Tuesday, October 20, 2015

Craig Johnson: Dry Bones, 9780525426936, Viking US (Penguin Random House imprint)

I have a great weakness for Craig Johnson’s novels featuring Sheriff Walt Longmire and his recurring cast of characters, daughter Cady, Undersheriff Vic Moretti, his dog named Dog and best friend Henry Standing Bear.  So every time Craig Johnson completes a new book, I know a few great hours of reading and an armchair trip to Wyoming’s cowboy country are in store. Yippee! 

Apparently I am not the only one who thinks so, Johnson is hugely popular in the US and Warner Bros. “Longmire” TV hit show, also available on Netflix, have no doubt helped spreading the word.

I have no idea why German editors have missed Craig Johnson so far; apparently German publishers think his books are to US focused.  I would bet the TV show and the books would find their fans.

“Dry Bones” delivers with a good plot as all his other novels do,  I especially like the dry sense of humor which reminds me of old Westerns.  The bones of a Tyrannosaurus rex skeleton shake up the peace in Absaroka County, with the High Plains Dinosaur Museum and Danny Lone Elk’s family battling over this windfall after he is found dead in a turtle pond. When the FBI descend on the town, the number of groups claiming the skeloton increases which is worth several million dollar. Walt is determined to find out who killed Danny Lone Elk and who is to profit the most from his death. Soon after Walt’s daughter Cady finally arrives home for visit with his grand- daughter Lola, a new tragedy strikes the family.

#### Stored data:
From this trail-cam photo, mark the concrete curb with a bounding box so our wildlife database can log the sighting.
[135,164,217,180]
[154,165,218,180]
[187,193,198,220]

#### Work to do:
From the review of "Dry Bones," reproduce word for word the passage between "Tuesday, October 20, 2015" and "in store. Yippee!", inclusive.

#### Answer for the task:
Tuesday, October 20, 2015

Craig Johnson: Dry Bones, 9780525426936, Viking US (Penguin Random House imprint)

I have a great weakness for Craig Johnson’s novels featuring Sheriff Walt Longmire and his recurring cast of characters, daughter Cady, Undersheriff Vic Moretti, his dog named Dog and best friend Henry Standing Bear.  So every time Craig Johnson completes a new book, I know a few great hours of reading and an armchair trip to Wyoming’s cowboy country are in store. Yippee!